* _PROMPT_:
Please write out the article on the 2004 stock market below, starting at "Last year, most" and ending at "it, Perkins said.", and swap "quality stocks" for "blue-chip stocks".

* _PROVIDED PASSAGE_:
= Beginning of Section =

The tried-and-true principles of good investing — diversify, pay attention to a company’s fundamentals and maintain a long-term strategy — aren’t necessarily good advice when approaching the 2004 equity market.
That’s according to Wendell Perkins, chief investment officer of Johnson Asset Management. He spoke Tuesday at the Phoenix Country Club.
As portfolio manager of the Johnson Family International Value Fund, the Johnson Family Large Cap Value fund and the Johnson Family Small Cap Value Fund, he has $700 million in assets under his management.
Johnson Asset Management is part of the Johnson family of businesses, which also includes the maker of household products like Pledge, Shout and Windex, and Johnson Bank.
It also is affiliated with Mayo Clinic in Scottsdale through the Samuel C. Johnson Research Building.
The Dow Jones industrial average may be back above 10,000 and investors’ confidence may be high, but the market remains a low-return environment, Perkins said.
While overall earnings growth is expected to reach 15 percent this year, and more companies are trying to disclose more information and are acting more conservatively, Perkins expects many factors will contribute to the market’s continued volatility this year, including:
• An overall market that is overpriced and relying too heavily on rapid growth.
• The prevalence of fickle investors.
• Uncertainty about the U.S. economic recovery, particularly in the second half of this year.
• Market speculation that could once again drive investors out of the market.
"If we’re in a low-return environment, then you’re in a situation where all of the common investment characteristics don’t pay off over time because valuations are too high, earnings growth isn’t strong enough and so you’re going to see those multiple contractions that are going to keep stock prices from doing very well," Perkins said.
That’s why it may be a good idea to look at alternatives to what’s traditionally considered smart investing, he said.
Last year, most quality stocks were outperformed by "junk," which calls into question the validity of relying on a company’s fundamentals in deciding whether to invest in it, Perkins said.

= End of Section =

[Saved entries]
= Beginning of Section =

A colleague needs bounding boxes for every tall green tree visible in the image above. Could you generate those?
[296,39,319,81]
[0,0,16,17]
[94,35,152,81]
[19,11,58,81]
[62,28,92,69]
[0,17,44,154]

= End of Section =

* _EXERCISE RESULT_:
Last year, most blue-chip stocks were outperformed by "junk," which calls into question the validity of relying on a company’s fundamentals in deciding whether to invest in it, Perkins said.